- [Given passage]
—————

Thurber was born in Columbus, Ohio. He attended The Ohio State University, where he was a member of Phi Kappa Psi Fraternity. Because of poor eyesight he was excused from the Army in World War I but did serve as a code clerk in France. He joined the staff of The New Yorker in 1927 and continued to contribute to the magazine through the 1950s.

Thurber was married twice. His only child, Rosemary, was born during his first marriage to Althea Adams, from 1922 to 1935. His second marriage, to Helen Wismer in 1935, endured until his death.

Due to a childhood injury, Thurber lost one eye. He progressively suffered from very poor eyesight in his remaining eye. His sight grew weaker as he grew older. He also suffered from a toxic-thyroid condition for more than 2 years in the 1950's, and died of complications from the removal of a brain tumor.

Career


Thurber worked hard in the 1920's, both in the U.S.A. and in France, to establish himself as a professional writer. However, unique among major American literary figures, he became equally well known for his simple, surrealistic drawings and cartoons. Both his skills were helped along by the support of, and collaboration with, fellow New Yorker staff member E. B. White. White insisted that Thurber's sketches could stand on their own as artistic expressions — and Thurber would go on to draw six covers and numerous classic illustrations for the New Yorker.

One of Thurber's most famous cartoons shows a worried man in bed with his wife. She is saying, "Have it your way, you heard a seal bark!" Of course there is a large seal leaning over the headboard.

—————

- [Complete the following]
A - According to the passage on Thurber, in what year did he join the staff of The New Yorker?
B - Extend the account of Thurber's life and career from the point where it stops.

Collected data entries
—————

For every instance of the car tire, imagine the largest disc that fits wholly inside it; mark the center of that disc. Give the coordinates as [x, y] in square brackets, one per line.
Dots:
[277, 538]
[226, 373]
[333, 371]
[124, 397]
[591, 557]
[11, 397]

—————

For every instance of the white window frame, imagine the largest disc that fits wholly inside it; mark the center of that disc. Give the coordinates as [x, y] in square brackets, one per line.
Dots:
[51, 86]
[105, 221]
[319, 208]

—————

- [Your written answers]
A - 1927

B -
While able to sketch out his cartoons in the usual fashion in the 1920's and 1930's, his failing eyesight later required him to draw them on very large sheets of paper using a thick black crayon (also, on black paper using white chalk, from which they were photographed and the colors reversed for publication). Regardless of method, his cartoons became as notable as his writings; they possessed an eerie, wobbly feel that seems to mirror Thurber's idiosyncratic view on life. He once wrote that people said it looked like he drew them under water. (Dorothy Parker, contemporary and friend of Thurber, referred to his cartoons as having the "semblance of unbaked cookies.")

Many of his short stories are humorous fictional memoirs from his life, but he also wrote darker material. "The Dog Who Bit People" and "The Night the Bed Fell" are among his best short stories; they can be found in My Life and Hard Times, the creative mix of autobiography and fiction which was his 'break-out' book. Also notable, and often anthologized, are "The Secret Life of Walter Mitty", "The Catbird Seat," "The Greatest Man in the World" and "If Grant Had Been Drinking at Appomatox", which can be found in The Thurber Carnival. The Middle Aged Man on the Flying Trapeze has several short stories with a tense undercurrent of marital discord. The book was published the year of his divorce and remarriage.

Thurber teamed with college schoolmate (and actor/director) Elliot Nugent to write a major Broadway hit comic drama of the late 1930's, "The Male Animal" (made into a film in 1942, starring Henry Fonda, Olivia de Haviland, and Jack Carson.). In 1947 Danny Kaye played the title character in The Secret Life of Walter Mitty, a film that had little to do with the story and which Thurber hated.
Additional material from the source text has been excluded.